- _Task to carry out_: Make an exact copy of the listing underneath, skipping each picture.
Start of Information given
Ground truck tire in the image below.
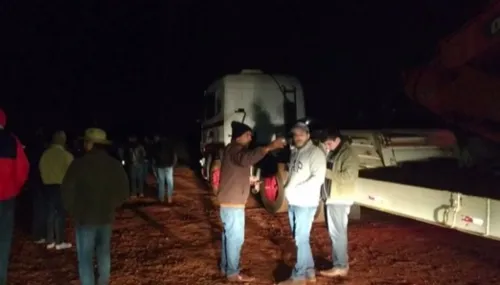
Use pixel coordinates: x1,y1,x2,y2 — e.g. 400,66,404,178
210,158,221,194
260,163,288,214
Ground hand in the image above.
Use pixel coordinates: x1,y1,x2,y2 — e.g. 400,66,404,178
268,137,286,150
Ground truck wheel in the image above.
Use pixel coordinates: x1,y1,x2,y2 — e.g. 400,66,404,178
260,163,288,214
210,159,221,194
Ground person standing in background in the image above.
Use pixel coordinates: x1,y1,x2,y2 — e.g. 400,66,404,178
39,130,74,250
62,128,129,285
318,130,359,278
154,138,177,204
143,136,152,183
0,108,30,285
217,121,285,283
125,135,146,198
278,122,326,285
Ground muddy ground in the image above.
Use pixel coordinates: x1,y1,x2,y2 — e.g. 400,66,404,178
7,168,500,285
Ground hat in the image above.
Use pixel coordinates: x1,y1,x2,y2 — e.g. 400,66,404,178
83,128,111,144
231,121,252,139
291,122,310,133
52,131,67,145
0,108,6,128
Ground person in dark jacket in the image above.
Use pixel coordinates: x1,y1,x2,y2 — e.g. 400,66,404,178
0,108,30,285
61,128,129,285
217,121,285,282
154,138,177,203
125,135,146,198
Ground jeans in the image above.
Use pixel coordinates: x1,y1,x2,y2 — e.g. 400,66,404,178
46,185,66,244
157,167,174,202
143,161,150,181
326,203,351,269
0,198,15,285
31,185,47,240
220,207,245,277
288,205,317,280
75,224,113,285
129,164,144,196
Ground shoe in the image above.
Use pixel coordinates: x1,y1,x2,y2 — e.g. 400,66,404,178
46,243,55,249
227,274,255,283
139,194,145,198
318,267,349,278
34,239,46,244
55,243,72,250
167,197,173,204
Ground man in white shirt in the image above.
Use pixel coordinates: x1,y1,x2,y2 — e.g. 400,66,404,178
End of Information given
- _Response to the exercise_:
Ground truck tire in the image below.
Use pixel coordinates: x1,y1,x2,y2 — e.g. 400,66,404,178
210,158,221,194
260,163,288,214
Ground hand in the image above.
Use pixel coordinates: x1,y1,x2,y2 — e.g. 400,66,404,178
268,137,286,150
Ground truck wheel in the image above.
Use pixel coordinates: x1,y1,x2,y2 — e.g. 400,66,404,178
260,163,288,214
210,159,221,194
Ground person standing in background in the image above.
Use pixel coordinates: x1,y1,x2,y2 — e.g. 400,66,404,178
39,130,74,250
62,128,129,285
318,130,359,278
154,138,177,204
143,136,152,183
0,108,30,285
217,121,285,283
125,135,146,198
278,122,326,285
Ground muddy ground in the image above.
Use pixel coordinates: x1,y1,x2,y2 — e.g. 400,66,404,178
7,168,500,285
Ground hat in the image above.
Use pixel coordinates: x1,y1,x2,y2 — e.g. 400,66,404,178
83,128,111,144
231,121,252,139
291,122,310,133
52,131,67,145
0,108,6,128
Ground person in dark jacket in the image above.
Use pixel coordinates: x1,y1,x2,y2 — e.g. 400,66,404,178
0,108,30,285
61,128,129,285
217,121,285,282
154,138,177,203
125,135,146,198
Ground jeans in the image above.
Use pixel coordinates: x1,y1,x2,y2 — e.g. 400,66,404,178
46,185,66,244
157,167,174,202
143,161,150,181
326,203,351,269
0,198,15,285
31,185,47,240
220,207,245,277
288,205,317,280
75,224,113,285
129,164,144,196
Ground shoe in the image above.
Use pixel coordinates: x1,y1,x2,y2 — e.g. 400,66,404,178
46,243,55,249
227,274,255,283
139,194,145,198
318,267,349,278
34,239,46,244
55,243,72,250
167,197,173,204
Ground man in white shirt in the image above.
Use pixel coordinates: x1,y1,x2,y2 — e.g. 400,66,404,178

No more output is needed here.